# REQUIRED TASK 1:
Could you reproduce the passage of the article on the history of computers that opens with "Well, computers were" and closes with "do various functions.", switching "century" to "era"?

# DOCUMENT:
Birth of computers
Birth of computers
History & Birth of Computers
As I promised, here is an article on the history of computers. Now, in my previous article related to computers, I mentioned of the various computers that are present in today’s modern world.
Suprisingly, things were much different 20 years ago if you had wanted to use a computer. Computers these days are more advanced and operating systems are much better and what they do best: “Multi-tasking”.
Well, computers were actually present long before the 20th century. It began in the 17th century and followed through a number of generations before stopping in the fifth generation as it currently is.
There is six generations altogether and I will outline them as below:
- · Generation 0 – Mechanical Calculating Machines
- · Generation 1 – Vaacum tube Computers
- · Generation 2 - Transistors
- · Generation 3 – Integrated Circuits
- · Generation 4 – Very Large Scale Integrated Circuits (VLSI)
- · Generation 5 – the Future
Generation 0 (zero)
Generation zero was from 1600 to 1936. This entire generation consisted of mechanical machines that could do various functions.
This generation began in the early 17th Century where John Napier mechanized the multiplication tables/logarithmic.
The calculating clock was then invented around 1617 by Wilhelm Schikard which marked the beginning of mechanical calculators.
In 1642, Blaise Pascal invented the ‘Pascaline’ an adding machine.
The major breakthrough came from Gottfried Wilhelm von Leibniz who invented the ‘Leibniz Step Reckoner’ which could add, subtract, multiply, divide and square root functions.
von Leibniz was the man who came up with differential calculus, first to study binary arithmetic at any length and developed the more complicated adding machine, the ‘Leibniz Step Reckoner’.

Data records
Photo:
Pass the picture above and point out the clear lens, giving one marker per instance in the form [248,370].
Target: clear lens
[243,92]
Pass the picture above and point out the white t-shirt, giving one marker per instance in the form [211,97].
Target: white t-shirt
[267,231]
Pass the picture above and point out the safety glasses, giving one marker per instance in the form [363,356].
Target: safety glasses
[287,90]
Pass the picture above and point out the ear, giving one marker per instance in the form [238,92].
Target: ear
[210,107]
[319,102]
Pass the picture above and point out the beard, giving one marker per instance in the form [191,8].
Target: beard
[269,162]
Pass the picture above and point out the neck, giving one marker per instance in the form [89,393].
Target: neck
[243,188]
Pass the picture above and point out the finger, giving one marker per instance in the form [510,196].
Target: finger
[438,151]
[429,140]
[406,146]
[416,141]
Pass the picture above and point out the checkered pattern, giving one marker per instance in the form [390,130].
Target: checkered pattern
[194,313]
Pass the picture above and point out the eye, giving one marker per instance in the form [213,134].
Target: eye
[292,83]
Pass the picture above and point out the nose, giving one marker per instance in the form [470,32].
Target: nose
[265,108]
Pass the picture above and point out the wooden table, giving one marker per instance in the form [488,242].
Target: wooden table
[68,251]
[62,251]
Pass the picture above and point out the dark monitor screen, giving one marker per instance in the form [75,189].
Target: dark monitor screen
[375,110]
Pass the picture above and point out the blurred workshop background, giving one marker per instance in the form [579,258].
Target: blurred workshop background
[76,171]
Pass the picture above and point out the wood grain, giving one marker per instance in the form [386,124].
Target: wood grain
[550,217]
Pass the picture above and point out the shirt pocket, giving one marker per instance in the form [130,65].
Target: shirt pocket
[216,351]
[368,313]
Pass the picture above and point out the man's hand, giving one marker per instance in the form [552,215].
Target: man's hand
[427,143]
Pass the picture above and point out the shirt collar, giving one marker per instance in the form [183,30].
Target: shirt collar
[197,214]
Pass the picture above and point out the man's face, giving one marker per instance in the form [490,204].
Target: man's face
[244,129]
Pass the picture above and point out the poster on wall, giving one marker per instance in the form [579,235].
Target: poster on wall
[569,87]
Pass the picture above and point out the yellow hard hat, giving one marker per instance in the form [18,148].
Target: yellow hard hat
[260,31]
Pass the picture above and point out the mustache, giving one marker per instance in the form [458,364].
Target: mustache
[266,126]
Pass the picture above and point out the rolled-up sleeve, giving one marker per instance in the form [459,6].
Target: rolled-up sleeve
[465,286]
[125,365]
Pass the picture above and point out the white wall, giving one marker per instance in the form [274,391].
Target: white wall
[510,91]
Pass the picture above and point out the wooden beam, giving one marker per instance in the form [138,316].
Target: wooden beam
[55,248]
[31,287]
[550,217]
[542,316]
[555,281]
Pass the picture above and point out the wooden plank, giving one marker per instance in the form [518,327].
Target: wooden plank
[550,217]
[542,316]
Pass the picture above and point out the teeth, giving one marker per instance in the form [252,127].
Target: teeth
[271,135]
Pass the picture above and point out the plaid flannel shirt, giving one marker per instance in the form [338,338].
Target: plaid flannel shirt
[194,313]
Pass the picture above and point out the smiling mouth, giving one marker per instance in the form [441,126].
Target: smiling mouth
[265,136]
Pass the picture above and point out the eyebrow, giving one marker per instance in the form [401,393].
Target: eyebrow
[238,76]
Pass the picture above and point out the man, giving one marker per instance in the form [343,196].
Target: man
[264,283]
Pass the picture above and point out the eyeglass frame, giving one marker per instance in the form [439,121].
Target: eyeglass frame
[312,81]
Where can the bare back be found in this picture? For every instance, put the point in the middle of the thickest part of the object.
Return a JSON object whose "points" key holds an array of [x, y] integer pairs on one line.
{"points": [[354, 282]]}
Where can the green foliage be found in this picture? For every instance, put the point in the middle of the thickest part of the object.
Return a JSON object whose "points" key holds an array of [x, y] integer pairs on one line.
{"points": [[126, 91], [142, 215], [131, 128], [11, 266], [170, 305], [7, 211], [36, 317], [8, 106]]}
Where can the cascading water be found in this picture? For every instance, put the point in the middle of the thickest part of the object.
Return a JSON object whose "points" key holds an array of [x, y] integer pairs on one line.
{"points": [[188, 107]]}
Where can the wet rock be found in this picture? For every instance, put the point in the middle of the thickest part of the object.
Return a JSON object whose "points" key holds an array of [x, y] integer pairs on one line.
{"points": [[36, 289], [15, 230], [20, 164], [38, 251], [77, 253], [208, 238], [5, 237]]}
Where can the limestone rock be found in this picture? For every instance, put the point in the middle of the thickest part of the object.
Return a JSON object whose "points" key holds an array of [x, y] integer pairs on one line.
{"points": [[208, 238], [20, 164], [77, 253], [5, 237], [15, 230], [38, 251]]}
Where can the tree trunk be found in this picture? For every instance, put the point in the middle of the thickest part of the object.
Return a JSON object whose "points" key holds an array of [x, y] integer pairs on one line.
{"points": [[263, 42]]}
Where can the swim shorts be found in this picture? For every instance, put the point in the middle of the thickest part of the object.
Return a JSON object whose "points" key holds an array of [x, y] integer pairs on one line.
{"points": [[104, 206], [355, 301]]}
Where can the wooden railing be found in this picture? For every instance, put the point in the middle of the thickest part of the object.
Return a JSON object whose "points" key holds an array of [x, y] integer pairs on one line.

# REQUIRED TASK 2:
Which lines of the records contain the string "hand"? Pick out each one and copy it.

# EXERCISE RESPONSE 1:
Well, computers were actually present long before the 20th era. It began in the 17th era and followed through a number of generations before stopping in the fifth generation as it currently is.
There is six generations altogether and I will outline them as below:
- · Generation 0 – Mechanical Calculating Machines
- · Generation 1 – Vaacum tube Computers
- · Generation 2 - Transistors
- · Generation 3 – Integrated Circuits
- · Generation 4 – Very Large Scale Integrated Circuits (VLSI)
- · Generation 5 – the Future
Generation 0 (zero)
Generation zero was from 1600 to 1936. This entire generation consisted of mechanical machines that could do various functions.

# EXERCISE RESPONSE 2:
Pass the picture above and point out the man's hand, giving one marker per instance in the form [552,215].
Target: man's hand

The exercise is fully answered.